** Work task 1 **
Count the lines of the records that contain the string "negative", and reply with that number alone.
** Work task 2 **
Continue the excerpt on sets and dictionaries from where it stops.

** Excerpt **
The typical use of sets and identitySets is:

Because sets keep their elements unordered, the keyed access methods (#at: and #at:put:) are not allowed and trigger an error.

Sets and identitySets use hashing algorithms internally for inclusion tests. Thus, they are usually fast and show a constant access time which is determined by their fill-grade and the quality of the hash key algorithm; not by the absolute size of the set. The hash key generation is implemented by the elements - not by the set.

Sets automatically grow (and shrink) as required when elements are added or removed. To get good hashing performance, they grow larger (by some percentage) than the actual size required for the elements. Expect some 20% storage overhead when using sets.

IdentitySets are sometimes faster than Sets, since both hashKey generation and comparing is implemented more efficiently. If your keys are small integers or symbols, you may use an IdentitySet.
However, for string elements or float numbers, using identitySets is usually a bad choice.

More details are found in "Set's class description" and "IdentitySet's class description".

Dictionary and IdentityDictionary

Dictionaries are probably the most powerful and useful collections around; it is definitely worth knowing and using them.
Dictionaries are somewhat like arrays, in that they allow access to the elements by #at: and #at:put: messages, using an access key. However, in contrast to arrays they allow ANY other object to be used as key. Thus an array can be thought of as a special dictionary using numeric keys only (if you want to do this, it is faster to use an array rightaway - except if your array is filled very sparse).

** Task data **
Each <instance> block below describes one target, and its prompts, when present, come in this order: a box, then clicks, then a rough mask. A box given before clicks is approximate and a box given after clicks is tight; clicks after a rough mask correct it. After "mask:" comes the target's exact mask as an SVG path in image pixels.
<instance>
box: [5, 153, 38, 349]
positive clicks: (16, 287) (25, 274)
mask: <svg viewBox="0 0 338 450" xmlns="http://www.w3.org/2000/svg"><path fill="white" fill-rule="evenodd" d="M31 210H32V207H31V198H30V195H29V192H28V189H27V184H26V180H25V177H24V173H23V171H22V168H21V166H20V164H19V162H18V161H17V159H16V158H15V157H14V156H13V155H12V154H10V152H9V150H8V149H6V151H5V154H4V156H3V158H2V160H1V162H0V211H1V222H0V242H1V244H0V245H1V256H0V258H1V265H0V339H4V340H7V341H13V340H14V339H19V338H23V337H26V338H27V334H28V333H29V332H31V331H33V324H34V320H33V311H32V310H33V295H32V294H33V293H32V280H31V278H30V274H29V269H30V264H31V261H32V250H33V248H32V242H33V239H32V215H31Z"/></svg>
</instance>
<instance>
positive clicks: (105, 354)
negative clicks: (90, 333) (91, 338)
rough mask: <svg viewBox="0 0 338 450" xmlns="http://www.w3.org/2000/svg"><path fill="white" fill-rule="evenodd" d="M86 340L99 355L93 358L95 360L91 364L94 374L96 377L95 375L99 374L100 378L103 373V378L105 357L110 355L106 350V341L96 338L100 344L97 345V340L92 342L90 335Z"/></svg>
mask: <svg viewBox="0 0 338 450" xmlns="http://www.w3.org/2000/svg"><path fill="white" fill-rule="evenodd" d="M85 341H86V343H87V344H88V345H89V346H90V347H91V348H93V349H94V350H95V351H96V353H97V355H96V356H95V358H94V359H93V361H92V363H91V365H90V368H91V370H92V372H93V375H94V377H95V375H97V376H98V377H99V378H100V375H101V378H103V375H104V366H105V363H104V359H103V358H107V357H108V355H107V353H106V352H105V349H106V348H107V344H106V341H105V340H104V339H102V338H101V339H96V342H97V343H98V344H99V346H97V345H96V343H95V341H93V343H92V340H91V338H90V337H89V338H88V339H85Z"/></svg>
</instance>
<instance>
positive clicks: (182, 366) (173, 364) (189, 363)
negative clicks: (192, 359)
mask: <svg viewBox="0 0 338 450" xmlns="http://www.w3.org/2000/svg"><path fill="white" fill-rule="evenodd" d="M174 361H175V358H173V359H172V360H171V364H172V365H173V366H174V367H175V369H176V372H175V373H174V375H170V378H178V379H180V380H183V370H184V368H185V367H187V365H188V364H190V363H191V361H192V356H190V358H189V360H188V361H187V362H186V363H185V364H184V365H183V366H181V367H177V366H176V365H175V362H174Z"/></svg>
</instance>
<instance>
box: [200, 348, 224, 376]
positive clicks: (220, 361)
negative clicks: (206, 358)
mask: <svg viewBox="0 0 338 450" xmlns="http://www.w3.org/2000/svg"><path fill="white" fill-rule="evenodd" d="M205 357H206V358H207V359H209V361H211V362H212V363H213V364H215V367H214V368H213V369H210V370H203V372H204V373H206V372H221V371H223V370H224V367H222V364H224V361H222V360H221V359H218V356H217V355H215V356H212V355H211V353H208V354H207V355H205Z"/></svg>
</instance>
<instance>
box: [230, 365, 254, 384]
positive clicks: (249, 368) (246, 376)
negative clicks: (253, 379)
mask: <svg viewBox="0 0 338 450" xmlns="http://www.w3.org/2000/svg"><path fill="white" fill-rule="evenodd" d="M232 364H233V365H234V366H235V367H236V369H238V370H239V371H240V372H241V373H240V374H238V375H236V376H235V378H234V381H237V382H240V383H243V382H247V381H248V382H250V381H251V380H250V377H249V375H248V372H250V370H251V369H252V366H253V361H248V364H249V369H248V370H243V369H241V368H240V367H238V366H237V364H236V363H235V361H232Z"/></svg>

** Exercise result 1 **
4

** Exercise result 2 **
Like sets, dictionaries come in two flavours: Dictionary uses value compare (=) and IdentityDictionary which uses identity compare (==) for key accesses.
Thus:

    |d value|

    d := Dictionary new.
    d at:1 put:'one'.
     ...
    value := d at:1.0
will return the expected 'one' in the variable "value", because the integer "1" compares equal to the float "1.0" and therefore, the dictionary will find a value under the key "1.0".
In contrast,
    |d value|

    d := IdentityDictionary new.
    d at:1 put:'one'.
     ...
    value := d at:1.0
will raise an error, since there is no element stored under the key "1.0" (remember: "1 = 1.0" returns true, while "1 == 1.0" returns false).

Like with sets, dictionaries use hashing internally, and therefore show a constant access time depending on the fill-rate only. Not on the absolute size. (However, they do depend upon the quality of the hashing algorithm used).

Dictionaries are very powerful collections, and worth a second look. You can put associations between objects into dictionaries. A simple example:

    |nameToAge|

    nameToAge := Dictionary new.
    nameToAge at:'fred' put:17.
    nameToAge at:'peter' put:21.
     ...
    age := nameToAgeAt:name ifAbsent:['I do not know'].
You can also use Dictionaries as a replacement for simple data structures, which are called ``record'' or ``struct'' in other programming languages:
    |peter marry|

    peter := IdentityDictionary new.
    peter at:#age put:23.
    peter at:#firstName put:'peter'.
    peter at:#middleName put:'m'.
    peter at:#name put:'smalltalker'.
    peter at:#salary put:51234.
     ...
    marry := IdentityDictionary new.
    marry at:#age put:21.
    marry at:#firstName put:'marry'.
    marry at:#middleName put:'s'.
    marry at:#name put:'smalltalker'.
    marry at:#husband put:peter.
    ...
    age := peter at:#age.
    firstNameOfHusband := (marry at:#husband) at:#firstName.
Of course, real programmers define a Person class and create an instance of it ... this is both more 'object oriented' and provides faster access than using dictionaries (which are not meant to be used for the above 'constant' key access).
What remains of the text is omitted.